TASK REQUIREMENTS>
When you come to the line with "Where can you see the stone", begin repeating; continue exactly through the final line of the records and include nothing from before.

Data excerpts>
:::
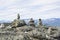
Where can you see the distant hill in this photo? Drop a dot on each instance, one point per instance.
(48, 22)
(52, 22)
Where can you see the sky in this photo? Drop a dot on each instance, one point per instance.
(29, 9)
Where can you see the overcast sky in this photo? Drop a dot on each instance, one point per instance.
(29, 9)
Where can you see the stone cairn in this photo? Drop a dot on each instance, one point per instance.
(40, 22)
(31, 22)
(17, 22)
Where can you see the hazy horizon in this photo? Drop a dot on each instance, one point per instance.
(35, 9)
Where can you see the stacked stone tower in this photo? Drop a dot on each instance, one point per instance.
(31, 22)
(40, 22)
:::
SOLUTION FOR THIS TASK>
Where can you see the stone cairn in this photo? Drop a dot on each instance, one point per instance.
(40, 22)
(31, 22)
(17, 22)
Where can you see the hazy horizon in this photo? Drop a dot on each instance, one point per instance.
(35, 9)
Where can you see the stacked stone tower in this photo? Drop a dot on each instance, one point per instance.
(31, 22)
(40, 22)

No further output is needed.